**Extracted entries**
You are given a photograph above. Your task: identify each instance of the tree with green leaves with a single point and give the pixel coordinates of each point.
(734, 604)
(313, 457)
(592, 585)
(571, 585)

**Task directions**
Copy out all of the data above word for word, line by line.

**Complete response**
You are given a photograph above. Your task: identify each instance of the tree with green leaves with a single point and give the pixel coordinates of each point.
(734, 604)
(313, 457)
(592, 585)
(571, 585)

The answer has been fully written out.